On July 10, Uesugi Kagekatsu invaded Northern Shinano. Masayuki sided with the Uesugi initially, but a couple of weeks later he defected to Hōjō's side. Both Uesugi and Hōjō's armies came to face each other at Kawanakajima on July 30, but direct combat was avoided as the Hōjō army turned back and advanced south towards Kai province, which was in turn invaded by Tokugawa forces. Meanwhile, one of Uesugi clan's major retainer, Shibata Shigeie, revolted and Uesugi's forces also had to turn back from Northern Shinano to deal with it.

On July 12 as the troops under Hōjō Ujinao advanced across Usui Pass, Nobushige resisted them, abandoned the Komoro Castle, and retreated to a fortress which he deemed more suitable to defend against the Hōjō army.

On October 19, Sanada Masayuki suddenly changed his allegiance again as now he helped the Tokugawa clan by attacking Nezu Masatsuna, a lieutenant of Hōjō Ujinao, and cooperating with Yoda Nobushige to resist the Hōjō clan forces around Komoro, as Ieyasu has instructed Masayuki. It was believed by historian that the Information about Masayuki's defection have reached the Hōjō clan in early October. In response for Masayuki betrayal, a commander of Hōjō forces named Fujita Ujikuni tried to capture Numata castle. However, he failed to do so as Masayuki resisted his attempt.

=== Conflict with Tokugawa ===

In 1583, Masayuki started the construction of Ueda Castle and the surrounding town. It became the headquarters of the Sanada clan in the following years.

In 1584, Tokugawa Ieyasu lead his army west towards Owari province in the Battle of Komaki and Nagakute against Hashiba Hideyoshi. Masayuki was left in northern Shinano to keep the Uesugi clan in check and took this opportunity to subjugate small, neighboring landlords and consolidate his power in the region. In December, as Ieyasu made peace with Hideyoshi and returned to his territory, he was pressed by Hōjō Ujinao to act on the terms of their treaty. In 1585, Masayuki moved their main bastion from Sanada-shi Yakata to Ueda Castle.

In that treaty, among other terms, Tokugawa Ieyasu agreed to transfer Numata Castle and its adjacent lands in Kōzuke province to the Hōjō clan. In April 1585, Ieyasu advanced his army into Kai province in a move to pressure Masayuki into abdicating Numata Castle. Masayuki however, resisted having to hand it over, having conquered it with great effort years before. Ultimately, he decided to cut relations with Tokugawa Ieyasu and once more switched allegiances by sending his second son Nobushige to Uesugi Kagekatsu as a hostage. With this move, he effectively joined Hashiba Hideyoshi's side, which opposed the Tokugawa-Hōjō alliance.

(Saved entries)
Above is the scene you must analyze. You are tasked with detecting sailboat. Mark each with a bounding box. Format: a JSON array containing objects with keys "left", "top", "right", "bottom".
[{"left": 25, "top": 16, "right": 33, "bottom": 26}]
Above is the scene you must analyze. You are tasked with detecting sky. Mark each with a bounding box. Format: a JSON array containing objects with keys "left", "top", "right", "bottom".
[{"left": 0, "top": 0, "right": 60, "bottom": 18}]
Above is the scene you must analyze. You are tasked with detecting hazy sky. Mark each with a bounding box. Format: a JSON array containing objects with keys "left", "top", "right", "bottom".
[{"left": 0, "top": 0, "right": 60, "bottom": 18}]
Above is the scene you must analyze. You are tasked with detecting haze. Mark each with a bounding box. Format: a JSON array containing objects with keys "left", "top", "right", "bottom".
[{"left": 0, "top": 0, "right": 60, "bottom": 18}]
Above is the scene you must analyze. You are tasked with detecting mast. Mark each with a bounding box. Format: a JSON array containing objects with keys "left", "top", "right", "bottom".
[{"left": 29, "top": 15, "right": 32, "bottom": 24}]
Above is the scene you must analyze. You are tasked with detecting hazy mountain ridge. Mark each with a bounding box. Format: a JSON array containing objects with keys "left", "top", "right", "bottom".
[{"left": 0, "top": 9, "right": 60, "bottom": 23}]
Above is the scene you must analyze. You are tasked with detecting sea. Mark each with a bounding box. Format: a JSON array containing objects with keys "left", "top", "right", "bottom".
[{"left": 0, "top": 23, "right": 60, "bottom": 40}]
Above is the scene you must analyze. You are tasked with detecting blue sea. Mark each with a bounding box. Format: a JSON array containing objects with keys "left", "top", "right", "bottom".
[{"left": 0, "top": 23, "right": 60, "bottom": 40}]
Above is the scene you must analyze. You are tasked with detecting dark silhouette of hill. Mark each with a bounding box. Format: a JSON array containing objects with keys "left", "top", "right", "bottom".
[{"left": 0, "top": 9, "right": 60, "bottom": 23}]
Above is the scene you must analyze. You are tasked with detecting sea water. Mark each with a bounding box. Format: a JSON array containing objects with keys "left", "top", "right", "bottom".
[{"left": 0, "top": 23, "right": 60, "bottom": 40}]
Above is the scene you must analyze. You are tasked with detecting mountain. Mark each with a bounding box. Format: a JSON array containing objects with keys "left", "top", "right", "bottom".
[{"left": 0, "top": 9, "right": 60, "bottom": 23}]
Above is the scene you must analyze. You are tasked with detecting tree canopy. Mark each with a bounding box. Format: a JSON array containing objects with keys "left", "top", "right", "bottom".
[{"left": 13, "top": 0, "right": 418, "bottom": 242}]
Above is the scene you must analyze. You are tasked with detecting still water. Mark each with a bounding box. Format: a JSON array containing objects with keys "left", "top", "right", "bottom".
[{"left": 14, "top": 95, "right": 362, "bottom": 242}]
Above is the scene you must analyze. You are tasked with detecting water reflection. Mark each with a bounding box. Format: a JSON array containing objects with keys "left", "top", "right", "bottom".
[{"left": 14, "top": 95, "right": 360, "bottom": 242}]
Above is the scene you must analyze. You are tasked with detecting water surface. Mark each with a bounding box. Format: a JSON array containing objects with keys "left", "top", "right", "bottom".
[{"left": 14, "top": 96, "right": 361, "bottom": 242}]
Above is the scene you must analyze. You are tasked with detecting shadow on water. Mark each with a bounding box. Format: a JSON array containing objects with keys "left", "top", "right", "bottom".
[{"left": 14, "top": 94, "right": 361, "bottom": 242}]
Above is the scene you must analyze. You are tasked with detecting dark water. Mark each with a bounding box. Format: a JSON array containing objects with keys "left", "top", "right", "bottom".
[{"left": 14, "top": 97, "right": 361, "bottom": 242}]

• [PROBLEM]:
Answer these questions from the passage on Sanada Masayuki:
(a) At what place did the Uesugi and Hōjō armies come to face each other on July 30?
(b) What did Masayuki begin building in 1583?
(c) Whom did Masayuki send to Uesugi Kagekatsu as a hostage?

• [TASK ANSWER]:
(a) Kawanakajima
(b) Ueda Castle and the surrounding town
(c) His second son, Nobushige